_Problem description:_
In the items below, retype without any change the lines from the one containing "Provide the outline of every instance of the **hedge" through the one containing "91], [165, 90]]", including both of those lines.

_Data in this exercise:_
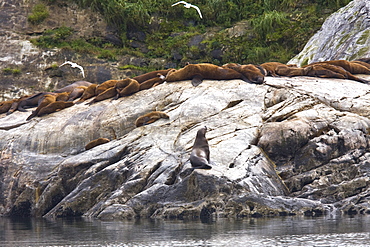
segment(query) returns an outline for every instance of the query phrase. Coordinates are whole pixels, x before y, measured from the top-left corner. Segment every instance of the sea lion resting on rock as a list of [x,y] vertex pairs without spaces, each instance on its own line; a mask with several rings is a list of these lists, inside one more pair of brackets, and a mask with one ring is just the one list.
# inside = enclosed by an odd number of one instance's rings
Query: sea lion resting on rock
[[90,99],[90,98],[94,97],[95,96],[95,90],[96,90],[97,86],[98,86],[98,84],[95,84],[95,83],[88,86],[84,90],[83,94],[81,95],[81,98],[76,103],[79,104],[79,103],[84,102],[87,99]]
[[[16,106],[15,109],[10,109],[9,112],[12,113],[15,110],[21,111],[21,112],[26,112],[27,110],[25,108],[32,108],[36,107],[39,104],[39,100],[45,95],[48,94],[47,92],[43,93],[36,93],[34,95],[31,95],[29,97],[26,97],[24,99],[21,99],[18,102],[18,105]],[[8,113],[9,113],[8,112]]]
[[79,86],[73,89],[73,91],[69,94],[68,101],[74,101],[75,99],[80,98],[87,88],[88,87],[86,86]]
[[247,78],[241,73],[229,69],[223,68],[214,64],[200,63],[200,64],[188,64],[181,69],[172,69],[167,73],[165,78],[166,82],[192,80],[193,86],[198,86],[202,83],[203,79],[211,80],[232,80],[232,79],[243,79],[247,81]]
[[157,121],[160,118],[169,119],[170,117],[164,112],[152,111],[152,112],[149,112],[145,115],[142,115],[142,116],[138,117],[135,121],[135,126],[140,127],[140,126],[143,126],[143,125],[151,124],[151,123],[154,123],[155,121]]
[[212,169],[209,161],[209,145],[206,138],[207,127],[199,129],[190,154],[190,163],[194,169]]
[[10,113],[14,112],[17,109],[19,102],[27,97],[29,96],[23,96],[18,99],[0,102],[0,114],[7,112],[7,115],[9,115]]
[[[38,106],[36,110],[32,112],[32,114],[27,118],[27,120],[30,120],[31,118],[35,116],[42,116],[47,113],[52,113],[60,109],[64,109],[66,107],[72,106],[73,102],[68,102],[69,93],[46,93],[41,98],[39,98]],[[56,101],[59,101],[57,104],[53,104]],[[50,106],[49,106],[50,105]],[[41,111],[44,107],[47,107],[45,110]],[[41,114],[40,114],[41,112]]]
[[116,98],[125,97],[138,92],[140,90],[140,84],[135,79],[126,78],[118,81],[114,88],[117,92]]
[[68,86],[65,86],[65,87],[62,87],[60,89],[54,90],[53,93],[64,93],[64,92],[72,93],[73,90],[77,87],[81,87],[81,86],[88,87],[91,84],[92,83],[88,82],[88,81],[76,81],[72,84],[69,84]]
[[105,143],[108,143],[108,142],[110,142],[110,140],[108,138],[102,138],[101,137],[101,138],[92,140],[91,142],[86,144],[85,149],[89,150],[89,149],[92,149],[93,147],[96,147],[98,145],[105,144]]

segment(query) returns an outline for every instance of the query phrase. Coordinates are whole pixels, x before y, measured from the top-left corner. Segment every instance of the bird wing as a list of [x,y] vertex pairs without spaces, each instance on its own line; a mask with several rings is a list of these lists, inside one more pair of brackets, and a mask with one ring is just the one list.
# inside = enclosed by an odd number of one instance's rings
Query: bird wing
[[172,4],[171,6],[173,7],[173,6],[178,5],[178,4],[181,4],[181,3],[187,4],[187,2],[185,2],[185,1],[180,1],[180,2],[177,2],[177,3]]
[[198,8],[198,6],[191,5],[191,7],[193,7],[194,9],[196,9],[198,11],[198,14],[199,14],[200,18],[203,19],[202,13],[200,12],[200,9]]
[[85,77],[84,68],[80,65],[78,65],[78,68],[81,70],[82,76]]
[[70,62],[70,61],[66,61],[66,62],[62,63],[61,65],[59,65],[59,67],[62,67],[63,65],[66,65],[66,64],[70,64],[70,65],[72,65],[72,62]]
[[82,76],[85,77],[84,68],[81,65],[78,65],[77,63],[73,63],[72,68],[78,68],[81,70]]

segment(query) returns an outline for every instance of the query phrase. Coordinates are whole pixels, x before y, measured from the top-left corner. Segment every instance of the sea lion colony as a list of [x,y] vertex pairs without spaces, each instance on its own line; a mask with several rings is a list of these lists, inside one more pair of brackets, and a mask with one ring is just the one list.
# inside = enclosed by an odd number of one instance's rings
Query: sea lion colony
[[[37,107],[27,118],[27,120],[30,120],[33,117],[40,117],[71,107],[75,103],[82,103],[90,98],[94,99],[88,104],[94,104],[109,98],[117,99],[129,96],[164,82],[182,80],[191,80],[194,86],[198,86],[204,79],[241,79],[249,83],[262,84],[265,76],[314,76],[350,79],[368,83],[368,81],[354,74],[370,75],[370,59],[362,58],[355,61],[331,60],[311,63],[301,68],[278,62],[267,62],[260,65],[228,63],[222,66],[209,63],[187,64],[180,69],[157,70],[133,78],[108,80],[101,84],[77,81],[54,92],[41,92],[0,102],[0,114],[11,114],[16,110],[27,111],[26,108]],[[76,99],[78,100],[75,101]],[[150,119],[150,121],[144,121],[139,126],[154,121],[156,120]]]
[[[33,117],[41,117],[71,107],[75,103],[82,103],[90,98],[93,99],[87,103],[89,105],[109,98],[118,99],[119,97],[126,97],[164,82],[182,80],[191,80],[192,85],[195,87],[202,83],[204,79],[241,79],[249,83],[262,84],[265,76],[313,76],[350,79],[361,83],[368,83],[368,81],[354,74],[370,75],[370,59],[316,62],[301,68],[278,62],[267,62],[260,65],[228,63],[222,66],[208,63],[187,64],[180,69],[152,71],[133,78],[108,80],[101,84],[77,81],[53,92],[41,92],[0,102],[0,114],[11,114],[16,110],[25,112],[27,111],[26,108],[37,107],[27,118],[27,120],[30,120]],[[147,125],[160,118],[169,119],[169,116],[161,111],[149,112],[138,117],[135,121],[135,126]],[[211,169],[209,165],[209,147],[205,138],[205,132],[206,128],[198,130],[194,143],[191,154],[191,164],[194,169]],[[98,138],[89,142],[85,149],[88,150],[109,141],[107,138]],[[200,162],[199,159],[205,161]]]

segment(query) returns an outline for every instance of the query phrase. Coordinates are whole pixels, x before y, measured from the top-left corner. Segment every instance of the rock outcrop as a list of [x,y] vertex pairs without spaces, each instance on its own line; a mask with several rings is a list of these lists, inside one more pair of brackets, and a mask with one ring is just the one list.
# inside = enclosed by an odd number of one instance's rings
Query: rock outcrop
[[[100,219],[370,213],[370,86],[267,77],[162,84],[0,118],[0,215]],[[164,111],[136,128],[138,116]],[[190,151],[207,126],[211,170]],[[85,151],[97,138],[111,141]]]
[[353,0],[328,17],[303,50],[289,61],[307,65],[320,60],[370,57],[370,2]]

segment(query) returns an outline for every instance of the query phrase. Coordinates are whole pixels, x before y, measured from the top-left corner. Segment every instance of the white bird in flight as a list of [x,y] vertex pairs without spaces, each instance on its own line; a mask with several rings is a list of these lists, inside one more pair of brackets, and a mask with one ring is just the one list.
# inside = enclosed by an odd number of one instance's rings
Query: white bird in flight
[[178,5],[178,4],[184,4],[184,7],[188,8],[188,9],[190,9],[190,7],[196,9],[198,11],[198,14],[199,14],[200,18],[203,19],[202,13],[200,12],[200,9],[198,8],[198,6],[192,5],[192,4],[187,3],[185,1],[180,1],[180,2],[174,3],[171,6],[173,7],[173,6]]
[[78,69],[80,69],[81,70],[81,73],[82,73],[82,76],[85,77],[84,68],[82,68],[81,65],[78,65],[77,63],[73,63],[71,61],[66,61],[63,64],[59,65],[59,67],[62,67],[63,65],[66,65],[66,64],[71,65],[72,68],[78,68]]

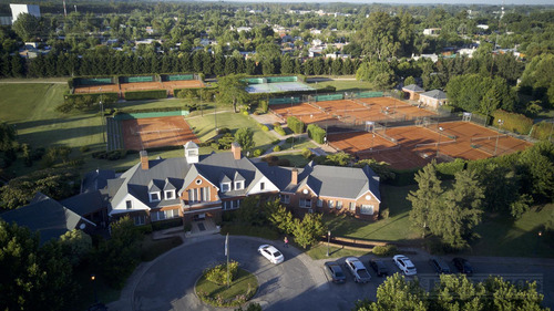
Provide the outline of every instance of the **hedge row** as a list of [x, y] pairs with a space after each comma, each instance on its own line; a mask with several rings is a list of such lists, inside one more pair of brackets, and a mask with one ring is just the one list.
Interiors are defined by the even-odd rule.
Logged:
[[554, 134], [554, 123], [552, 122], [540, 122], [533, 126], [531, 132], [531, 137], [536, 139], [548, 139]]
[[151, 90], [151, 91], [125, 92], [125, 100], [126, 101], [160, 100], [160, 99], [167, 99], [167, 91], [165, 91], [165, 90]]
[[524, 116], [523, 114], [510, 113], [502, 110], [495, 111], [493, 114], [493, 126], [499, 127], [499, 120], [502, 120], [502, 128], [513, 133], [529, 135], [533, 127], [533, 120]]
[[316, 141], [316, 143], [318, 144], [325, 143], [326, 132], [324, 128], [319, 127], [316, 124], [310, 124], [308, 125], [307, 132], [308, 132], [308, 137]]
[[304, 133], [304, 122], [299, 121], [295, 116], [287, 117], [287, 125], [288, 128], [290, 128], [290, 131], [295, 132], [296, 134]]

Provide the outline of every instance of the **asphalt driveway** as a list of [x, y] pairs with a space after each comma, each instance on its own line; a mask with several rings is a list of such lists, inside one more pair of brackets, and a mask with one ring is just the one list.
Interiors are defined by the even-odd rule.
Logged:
---
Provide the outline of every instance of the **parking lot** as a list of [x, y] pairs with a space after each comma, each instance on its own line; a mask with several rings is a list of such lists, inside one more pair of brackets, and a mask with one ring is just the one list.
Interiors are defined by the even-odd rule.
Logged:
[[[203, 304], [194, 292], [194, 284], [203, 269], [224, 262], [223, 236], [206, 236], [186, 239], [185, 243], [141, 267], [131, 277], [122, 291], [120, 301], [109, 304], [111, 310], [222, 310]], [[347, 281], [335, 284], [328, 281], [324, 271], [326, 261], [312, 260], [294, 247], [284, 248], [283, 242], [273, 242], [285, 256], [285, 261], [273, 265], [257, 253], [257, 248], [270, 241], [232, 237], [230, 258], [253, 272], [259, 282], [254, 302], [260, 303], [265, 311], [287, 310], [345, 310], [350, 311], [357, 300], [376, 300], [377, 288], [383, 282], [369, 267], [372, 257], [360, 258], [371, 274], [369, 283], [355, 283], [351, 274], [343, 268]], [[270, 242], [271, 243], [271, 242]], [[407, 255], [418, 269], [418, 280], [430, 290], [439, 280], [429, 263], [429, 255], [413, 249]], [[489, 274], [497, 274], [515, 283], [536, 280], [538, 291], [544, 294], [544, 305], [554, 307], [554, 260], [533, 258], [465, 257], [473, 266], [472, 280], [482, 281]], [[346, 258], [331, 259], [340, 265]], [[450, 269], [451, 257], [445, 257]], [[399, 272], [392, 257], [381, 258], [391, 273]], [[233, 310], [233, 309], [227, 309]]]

_Solution for this exercise:_
Provide the outline of every instance of the **hedge row** as a list of [x, y] pairs with a space after each comma, each instance on its own line; a mask with several rings is a list of such lists, inside one more pair of brackets, and a mask with one ring is just the one list.
Interiors are defined by the even-odd rule.
Logged:
[[554, 134], [554, 123], [552, 122], [540, 122], [533, 126], [531, 132], [531, 137], [536, 139], [548, 139]]
[[151, 90], [151, 91], [125, 92], [125, 100], [126, 101], [160, 100], [160, 99], [167, 99], [167, 91], [165, 91], [165, 90]]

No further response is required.